OBIETTIVO:
Riprendi la recensione del racconto “Le Horla” e proseguila a partire dal punto in cui si interrompe.

TESTO FORNITO:
━━━

“Le Horla”, racconto di Guy de Maupassant – recensione di Alberto Rossignoli
“Le Horla“: Titolo alquanto misterioso. E difficile da tradurre, tanto che ci sono diverse opinioni, in proposito. Tuttavia, comunemente lo si traduce come “L’Altro”, “L’Estraneo”: è molto più attinente a ciò che Maupassant ci narra qui.
Ed effettivamente, nella vita del nostro protagonista, qualcosa di estraneo sembra, di punto in bianco, in medias res, essere entrato; ed è il protagonista stesso a documentarlo, in una sorta di diario. Un allucinante diario. Lucidamente allucinante.

━━━

DATI FORNITI:
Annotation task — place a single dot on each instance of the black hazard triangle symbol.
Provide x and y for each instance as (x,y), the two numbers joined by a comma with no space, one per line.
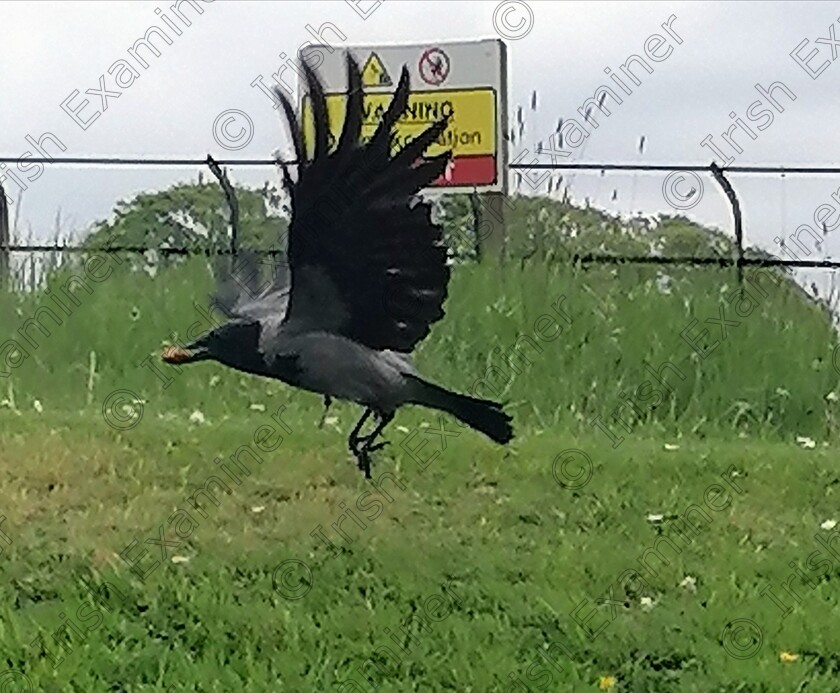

━━━

SOLUZIONE DELL'ESERCIZIO:
“12 maggio. Da qualche giorno ho un po’ di febbre, non mi sento bene, o meglio mi sento triste. Da dove derivano queste suggestioni misteriose che mutano la nostra felicità in scoraggiamento e la nostra fiducia in debolezza? Si direbbe che l’aria, l’aria invisibile sia satura di inconoscibili Potenze, di cui subiamo la misteriosa influenza.[…] Com’è profondo questo mistero dell’Invisibile! Non possiamo sondarlo coi nostri miserevoli sensi, con gli occhi che non riescono a percepire né ciò che è troppo piccolo, né il troppo grande, né il troppo vicino, né il troppo lontano e nemmeno gli abitanti d’un astro o di una goccia d’acqua…”.
Sin da subito è chiaro che qualcosa ha toccato l’anima del protagonista, più che la sua mente, sebbene egli ritenga, sulle prime, che la sua patologia possa avere un’origine psichiatrica.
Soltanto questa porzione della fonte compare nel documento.